[[ Records shown, beginning ]]
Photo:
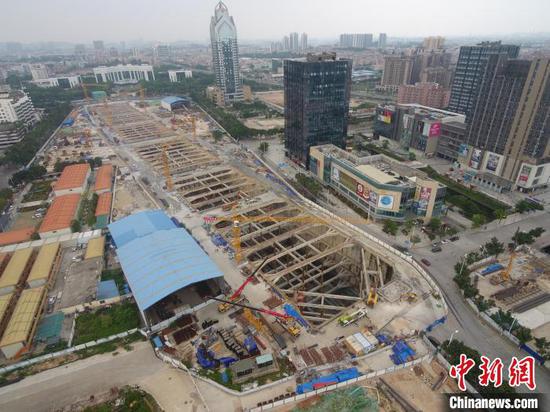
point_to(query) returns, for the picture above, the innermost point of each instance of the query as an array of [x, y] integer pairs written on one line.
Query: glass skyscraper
[[317, 92], [225, 54]]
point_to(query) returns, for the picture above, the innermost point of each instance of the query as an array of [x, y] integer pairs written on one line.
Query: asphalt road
[[471, 330]]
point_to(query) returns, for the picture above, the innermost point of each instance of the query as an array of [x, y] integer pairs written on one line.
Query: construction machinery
[[286, 321], [236, 297], [166, 168]]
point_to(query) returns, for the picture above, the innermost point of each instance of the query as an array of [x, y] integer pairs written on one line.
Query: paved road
[[472, 331], [65, 385]]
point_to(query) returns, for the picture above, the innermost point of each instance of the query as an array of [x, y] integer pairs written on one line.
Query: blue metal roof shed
[[159, 259], [139, 225]]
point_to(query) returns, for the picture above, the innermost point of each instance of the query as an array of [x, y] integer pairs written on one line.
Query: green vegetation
[[452, 352], [105, 322], [525, 206], [5, 197], [261, 87], [27, 175], [493, 247], [76, 226], [56, 102], [307, 186], [478, 220], [469, 201], [263, 148], [229, 121], [117, 275], [129, 399], [39, 190], [527, 238], [390, 227]]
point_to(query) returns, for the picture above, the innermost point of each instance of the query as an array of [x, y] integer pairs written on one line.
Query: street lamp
[[452, 336]]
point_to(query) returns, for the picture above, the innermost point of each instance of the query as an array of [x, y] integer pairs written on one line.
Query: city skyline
[[48, 21]]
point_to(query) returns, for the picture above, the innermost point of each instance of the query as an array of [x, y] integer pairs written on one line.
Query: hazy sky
[[172, 20]]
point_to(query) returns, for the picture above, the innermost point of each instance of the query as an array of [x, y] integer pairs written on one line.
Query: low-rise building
[[179, 75], [59, 216], [73, 179], [413, 125], [11, 133], [378, 184], [65, 82], [45, 265], [21, 327], [16, 270], [124, 73], [425, 94], [16, 106]]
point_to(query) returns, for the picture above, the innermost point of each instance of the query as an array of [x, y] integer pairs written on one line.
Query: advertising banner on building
[[524, 173], [336, 175], [362, 192], [435, 130], [463, 150], [492, 162], [424, 198], [385, 202], [475, 160]]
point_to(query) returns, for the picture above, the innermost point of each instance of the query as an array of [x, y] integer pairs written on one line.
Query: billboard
[[463, 150], [385, 202], [524, 173], [475, 159], [362, 192], [424, 198], [336, 175], [435, 130], [492, 162]]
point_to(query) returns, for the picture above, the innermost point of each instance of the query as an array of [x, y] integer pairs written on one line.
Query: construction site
[[519, 282], [276, 270]]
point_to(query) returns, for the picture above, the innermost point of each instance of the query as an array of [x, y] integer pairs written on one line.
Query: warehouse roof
[[23, 317], [104, 177], [45, 259], [161, 262], [73, 176], [139, 225], [16, 236], [15, 268], [95, 248], [104, 204], [4, 304], [60, 214]]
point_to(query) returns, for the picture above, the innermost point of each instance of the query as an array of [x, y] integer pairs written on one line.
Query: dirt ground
[[261, 123], [24, 219], [129, 198], [414, 384]]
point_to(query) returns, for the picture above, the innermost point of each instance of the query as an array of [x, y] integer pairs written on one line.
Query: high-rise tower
[[225, 54]]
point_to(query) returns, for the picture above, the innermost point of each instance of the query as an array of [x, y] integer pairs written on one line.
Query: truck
[[346, 320]]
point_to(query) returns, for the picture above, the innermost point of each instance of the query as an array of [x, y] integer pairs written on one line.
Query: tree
[[435, 224], [217, 135], [75, 226], [501, 214], [494, 247], [478, 220], [390, 227], [264, 147]]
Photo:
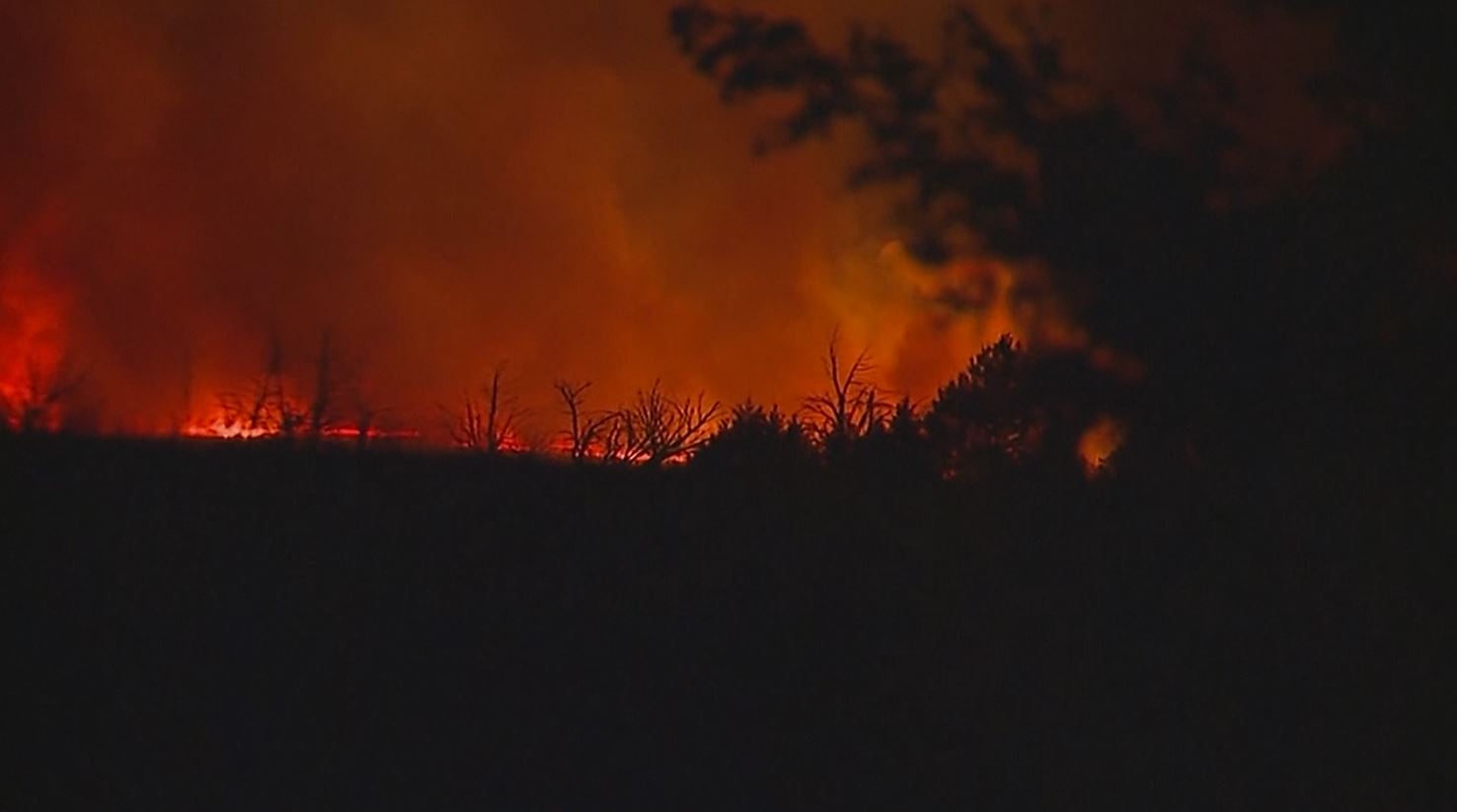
[[ Records shown, end ]]
* [The problem]: Each record above should be restated word for word. The pictures should not appear.

* [Answer to this problem]:
Photo:
point_to(query) returns, for the picture above, the innermost point of each instance of the query as an array of [x, y] integer pairs written on one line.
Query: glass skyscraper
[[317, 92], [225, 54]]
point_to(query) returns, for the picture above, the innermost point of each instance of the query as an array of [x, y] integer pairs written on one line.
Query: asphalt road
[[471, 330]]
point_to(query) returns, for the picture above, the innermost point of each instance of the query as an array of [x, y] integer pairs written on one line.
Query: construction machinery
[[286, 321], [236, 297], [166, 168]]
point_to(query) returns, for the picture above, the innermost point of each instance of the query as an array of [x, y] integer pairs written on one line.
Query: paved road
[[472, 331], [65, 385]]
point_to(query) returns, for the picture above, the innermost point of each instance of the query as an array of [x, y] integer pairs written on one line.
Query: blue metal roof shed
[[159, 259], [139, 225]]
point_to(query) returns, for the picture above, the innermost point of each instance of the query as an array of [x, y] integer pairs written on one line.
Query: green vegetation
[[452, 352], [105, 322], [525, 206], [5, 197], [261, 87], [27, 175], [493, 247], [76, 226], [56, 102], [307, 186], [478, 220], [469, 201], [263, 148], [229, 121], [117, 275], [129, 399], [39, 190], [527, 238], [390, 227]]
point_to(query) returns, for the picture above, the innermost point of each instance of the query as an array of [x, y] integer pairs written on one line.
Query: street lamp
[[452, 336]]
point_to(query) returns, for the picture above, the innermost point of each instance of the query as an array of [x, y] integer pairs written on one line.
Query: city skyline
[[48, 21]]
point_to(query) returns, for the picture above, the innermost point of each instance of the query as an array of [x, y] integer pairs written on one line.
Query: hazy sky
[[172, 20]]
point_to(query) returns, for the picture above, the innermost point of each instance of the query as an array of [x, y] integer pairs written on one line.
Query: low-rise building
[[179, 75], [59, 216], [73, 179], [413, 125], [11, 133], [378, 184], [65, 82], [45, 265], [21, 327], [16, 270], [124, 73], [425, 94], [16, 106]]
point_to(query) returns, for the picture above, the innermost point of each instance of the query as an array of [x, y] integer pairs written on one line.
Query: advertising banner on building
[[524, 173], [336, 175], [362, 192], [435, 130], [463, 150], [492, 162], [424, 198], [385, 202], [475, 160]]
point_to(query) returns, for the picture above, the innermost point of each instance of the query as an array of [x, y] integer pairs written on one line.
Query: billboard
[[463, 150], [385, 202], [524, 173], [475, 159], [362, 192], [424, 198], [336, 175], [435, 130], [492, 162]]
point_to(query) returns, for the picture above, the innermost point of each instance of the query as an array of [x, y] integer pairs written on one line.
Query: construction site
[[519, 282], [276, 270]]
point_to(query) returns, for the picture above, the innermost point of each instance of the query as an array of [x, y] integer pairs written on one line.
Query: warehouse roof
[[23, 317], [104, 177], [45, 259], [161, 262], [73, 176], [139, 225], [16, 236], [15, 268], [95, 248], [104, 204], [4, 304], [60, 214]]
point_to(query) returns, for the picture above, the innermost point of each instance of the query as an array of [x, y] integer pairs written on one line.
Query: dirt ground
[[261, 123], [24, 219], [129, 198], [414, 384]]
point_to(query) returns, for the picture above, the innermost point of each instance of the query as an array of [x, y] integer pairs written on one line.
Query: high-rise tower
[[225, 54]]
point_to(query) returns, for the picture above, the innermost point of each instance of the query as an array of [x, y] integer pairs written on one line.
Query: truck
[[346, 320]]
point_to(query) returns, for the picture above, the innermost point of each instance of the query as an array of [x, y] integer pairs written on one line.
Query: tree
[[435, 224], [217, 135], [75, 226], [501, 214], [494, 247], [478, 220], [390, 227], [264, 147]]
Photo:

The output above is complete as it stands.